[Extracted data entries]
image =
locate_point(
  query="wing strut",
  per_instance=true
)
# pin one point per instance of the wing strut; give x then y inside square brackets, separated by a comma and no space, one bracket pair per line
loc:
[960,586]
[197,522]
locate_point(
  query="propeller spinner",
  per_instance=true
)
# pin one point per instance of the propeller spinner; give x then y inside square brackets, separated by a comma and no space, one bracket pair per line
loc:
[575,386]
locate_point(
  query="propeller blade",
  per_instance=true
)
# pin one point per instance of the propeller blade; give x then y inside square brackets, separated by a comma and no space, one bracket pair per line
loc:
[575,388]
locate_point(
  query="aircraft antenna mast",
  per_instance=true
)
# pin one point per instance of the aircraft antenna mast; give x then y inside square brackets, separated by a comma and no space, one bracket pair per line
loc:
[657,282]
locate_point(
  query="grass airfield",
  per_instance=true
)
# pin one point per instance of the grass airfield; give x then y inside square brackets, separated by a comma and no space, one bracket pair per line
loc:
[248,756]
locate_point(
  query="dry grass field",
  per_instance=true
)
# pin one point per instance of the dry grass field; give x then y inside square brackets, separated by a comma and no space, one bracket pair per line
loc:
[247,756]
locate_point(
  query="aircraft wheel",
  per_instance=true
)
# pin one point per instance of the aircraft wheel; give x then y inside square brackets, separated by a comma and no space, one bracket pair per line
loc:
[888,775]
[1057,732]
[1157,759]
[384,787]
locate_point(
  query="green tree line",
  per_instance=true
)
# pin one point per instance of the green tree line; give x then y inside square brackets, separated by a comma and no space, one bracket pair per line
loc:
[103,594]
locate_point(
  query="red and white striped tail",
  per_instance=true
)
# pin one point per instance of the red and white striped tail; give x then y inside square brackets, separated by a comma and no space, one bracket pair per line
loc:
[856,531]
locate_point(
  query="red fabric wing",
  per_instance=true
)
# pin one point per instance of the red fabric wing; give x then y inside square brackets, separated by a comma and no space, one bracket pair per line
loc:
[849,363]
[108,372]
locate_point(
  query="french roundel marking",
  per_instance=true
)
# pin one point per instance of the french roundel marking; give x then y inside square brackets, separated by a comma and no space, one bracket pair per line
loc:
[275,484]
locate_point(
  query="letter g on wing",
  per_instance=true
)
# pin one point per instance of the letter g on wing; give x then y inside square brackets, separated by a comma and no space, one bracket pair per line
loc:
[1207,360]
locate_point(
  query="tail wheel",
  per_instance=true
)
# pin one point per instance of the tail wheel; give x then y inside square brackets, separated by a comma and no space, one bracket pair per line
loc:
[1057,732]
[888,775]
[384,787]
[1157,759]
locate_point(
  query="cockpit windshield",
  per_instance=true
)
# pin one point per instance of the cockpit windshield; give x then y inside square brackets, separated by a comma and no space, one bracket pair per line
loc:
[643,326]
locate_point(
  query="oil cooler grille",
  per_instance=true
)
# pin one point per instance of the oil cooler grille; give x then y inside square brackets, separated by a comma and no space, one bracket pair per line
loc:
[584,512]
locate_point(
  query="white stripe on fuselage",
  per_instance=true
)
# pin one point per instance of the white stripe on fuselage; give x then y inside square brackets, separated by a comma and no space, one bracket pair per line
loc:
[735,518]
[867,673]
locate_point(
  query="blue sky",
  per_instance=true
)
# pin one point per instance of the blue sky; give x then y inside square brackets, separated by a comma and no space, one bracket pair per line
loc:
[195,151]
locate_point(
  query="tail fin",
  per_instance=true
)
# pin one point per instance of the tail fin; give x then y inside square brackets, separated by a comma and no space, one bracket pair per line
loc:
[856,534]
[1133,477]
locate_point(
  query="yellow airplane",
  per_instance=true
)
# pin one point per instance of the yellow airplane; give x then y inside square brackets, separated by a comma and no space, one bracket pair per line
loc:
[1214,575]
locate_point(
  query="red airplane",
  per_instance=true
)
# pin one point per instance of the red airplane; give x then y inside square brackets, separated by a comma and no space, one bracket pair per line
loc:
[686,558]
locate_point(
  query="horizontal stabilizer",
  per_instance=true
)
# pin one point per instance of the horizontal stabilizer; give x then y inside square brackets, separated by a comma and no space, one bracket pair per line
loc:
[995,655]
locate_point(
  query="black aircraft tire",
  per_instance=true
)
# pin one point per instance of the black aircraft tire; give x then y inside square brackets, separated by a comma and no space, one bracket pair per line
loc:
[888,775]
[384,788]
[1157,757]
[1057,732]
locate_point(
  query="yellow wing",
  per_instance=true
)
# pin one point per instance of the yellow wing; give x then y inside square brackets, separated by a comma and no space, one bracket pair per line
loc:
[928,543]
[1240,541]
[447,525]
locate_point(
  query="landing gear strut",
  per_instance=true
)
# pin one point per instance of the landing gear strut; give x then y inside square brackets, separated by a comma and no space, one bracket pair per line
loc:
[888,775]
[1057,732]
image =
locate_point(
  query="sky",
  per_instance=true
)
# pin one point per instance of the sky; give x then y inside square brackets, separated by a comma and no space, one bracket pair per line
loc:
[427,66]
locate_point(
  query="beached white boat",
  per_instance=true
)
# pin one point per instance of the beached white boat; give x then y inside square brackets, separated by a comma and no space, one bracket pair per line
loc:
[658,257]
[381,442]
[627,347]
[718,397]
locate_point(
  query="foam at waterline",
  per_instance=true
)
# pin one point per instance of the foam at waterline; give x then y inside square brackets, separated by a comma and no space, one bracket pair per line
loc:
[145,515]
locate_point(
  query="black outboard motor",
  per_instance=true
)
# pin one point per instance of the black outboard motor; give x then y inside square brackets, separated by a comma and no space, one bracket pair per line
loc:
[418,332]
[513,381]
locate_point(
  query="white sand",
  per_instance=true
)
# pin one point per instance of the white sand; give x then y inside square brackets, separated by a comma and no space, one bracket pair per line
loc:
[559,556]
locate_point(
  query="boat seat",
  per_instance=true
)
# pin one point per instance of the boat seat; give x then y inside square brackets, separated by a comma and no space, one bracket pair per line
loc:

§ **WHAT THE EXERCISE ASKS**
Return every line of the material exactly.

§ **EXERCISE RESPONSE**
image =
locate_point(
  query="wing strut",
  per_instance=true
)
# pin one point per instance of the wing strut; give x then y inside square brackets, separated by a comma and no space, one bracket pair per line
loc:
[960,586]
[197,522]
locate_point(
  query="propeller spinner",
  per_instance=true
)
# pin one point per instance of the propeller spinner; give x then y inside square brackets, separated by a comma and no space, one bracket pair per line
loc:
[575,386]
locate_point(
  query="propeller blade",
  per_instance=true
)
# pin one point per instance of the propeller blade; give x then y inside square brackets, separated by a comma and no space, one bracket pair per line
loc:
[575,388]
locate_point(
  query="aircraft antenna mast",
  per_instance=true
)
# pin one point per instance of the aircraft antenna mast; give x then y inside square brackets, separated by a comma and no space, one bracket pair per line
loc:
[657,282]
locate_point(
  query="grass airfield",
  per_instance=true
)
# pin one point per instance of the grass airfield; give x then y inside square brackets, separated by a comma and no space, one bracket pair per line
loc:
[248,756]
locate_point(
  query="dry grass field",
  per_instance=true
)
# pin one point per instance of the dry grass field; give x then y inside square brackets, separated by a comma and no space, one bracket pair per line
loc:
[247,756]
locate_point(
  query="aircraft wheel",
  per_instance=true
)
# pin one point per instance of the aircraft wheel; give x then y inside square brackets, separated by a comma and no space, one bracket pair per line
loc:
[888,775]
[1057,732]
[1157,759]
[384,787]
locate_point(
  query="green tree line",
  per_instance=true
)
# pin one point per instance of the green tree line; give x then y inside square brackets, separated by a comma and no space, one bracket pair per line
loc:
[103,594]
locate_point(
  query="red and white striped tail",
  per_instance=true
)
# pin one point per instance of the red and white striped tail; give x then y inside square brackets, separated by a comma and no space, one bracket pair per line
loc:
[856,531]
locate_point(
  query="red fabric wing",
  per_instance=true
)
# pin one point per instance of the red fabric wing; give x then y inside square brackets, separated by a comma and no space, one bracket pair per line
loc:
[849,363]
[108,372]
locate_point(
  query="french roundel marking",
  per_instance=true
)
# pin one point per instance of the french roundel marking; give x then y inside square brackets, separated by a comma and no space, one bracket pair per line
loc:
[275,484]
locate_point(
  query="letter g on wing",
  per_instance=true
)
# pin one point per instance of the letter g on wing; give x then y inside square brackets, separated by a comma and no space, one bracket pair per line
loc:
[1207,360]
locate_point(
  query="tail wheel",
  per_instance=true
)
# pin one point per instance of the tail wheel; give x then y inside square brackets, separated by a comma and no space, one bracket pair per line
loc:
[1057,732]
[888,775]
[384,787]
[1157,759]
locate_point(
  query="cockpit windshield",
  per_instance=true
)
# pin one point per instance of the cockpit windshield; give x then y inside square brackets, separated by a comma and no space, one bracket pair per line
loc:
[643,326]
locate_point(
  query="oil cooler grille",
  per_instance=true
)
# pin one point per instance of the oil cooler grille; give x then y inside square brackets, separated by a comma and no space, one bracket pair per line
loc:
[584,512]
locate_point(
  query="white stripe on fuselage",
  per_instance=true
)
# pin one point per instance of the white stripe on fuselage; give x then y inside square brackets, separated by a comma and no space, one bracket pair per line
loc:
[735,518]
[867,673]
locate_point(
  query="blue sky",
  per_instance=true
)
# pin one point per instance of the blue sky; give x then y inside square brackets, separated by a comma and no space, one bracket pair per line
loc:
[195,151]
locate_point(
  query="tail fin",
  per_instance=true
)
# pin one point per instance of the tail fin; give x then y inside square brackets, separated by a comma and no space, one bracket pair per line
loc:
[856,534]
[1133,477]
locate_point(
  query="yellow airplane",
  per_instance=true
)
# pin one point per instance of the yellow airplane; give x then y inside square brackets, separated by a comma and no space, one bracket pair per line
loc:
[1214,575]
locate_point(
  query="red airplane",
  per_instance=true
)
# pin one point per instance of the red airplane; give x then y inside square brackets, separated by a comma and no space, one bracket pair per line
loc:
[686,558]
locate_point(
  query="horizontal stabilizer",
  per_instance=true
)
# pin one point per instance of the horizontal stabilizer; give x then y inside square brackets, separated by a comma and no space, one bracket pair per line
loc:
[995,655]
locate_point(
  query="black aircraft tire",
  per_instance=true
)
# pin one point per instance of the black aircraft tire; give x then y inside square brackets, separated by a comma and no space, one bracket pair per line
loc:
[888,775]
[384,788]
[1157,757]
[1057,732]
locate_point(
  query="yellow wing",
  per_instance=true
)
# pin one point per instance of the yellow wing; give x then y inside square brackets, separated by a comma and no space, one bracket pair per line
loc:
[928,543]
[1240,541]
[447,525]
locate_point(
  query="landing gear strut",
  per_instance=true
)
# pin one point per instance of the landing gear strut; give x then y inside square brackets, separated by a comma and no space, one bracket pair per line
loc:
[888,775]
[1057,732]
image =
locate_point(
  query="sky",
  per_instance=true
)
# pin one point per instance of the sky; give x then y inside square brackets, separated by a comma and no space, one bracket pair per line
loc:
[427,66]
locate_point(
  query="beached white boat",
  per_instance=true
)
# pin one point per instance of the beached white boat; give x then y inside square brackets, separated by a comma and no space, one bracket pair per line
loc:
[658,257]
[381,442]
[627,347]
[718,397]
locate_point(
  query="foam at waterline",
  per_instance=true
)
# pin one point per instance of the foam at waterline; give x then y inside square brackets, separated by a comma and no space, one bracket pair per line
loc:
[145,515]
locate_point(
  query="black outboard motor",
  per_instance=true
)
# pin one point per instance of the black outboard motor; give x then y inside square brackets, separated by a comma and no space, one bracket pair per line
loc:
[418,332]
[513,381]
locate_point(
  query="white sand",
  per_instance=true
)
# pin one point per instance of the white sand; give x then y inside square brackets, separated by a comma and no space, one bracket pair per line
loc:
[559,556]
locate_point(
  query="boat seat",
  per_instance=true
)
# pin one point per instance of the boat seat; give x then y inside square brackets, separated by a comma and no space, one bracket pair per line
loc:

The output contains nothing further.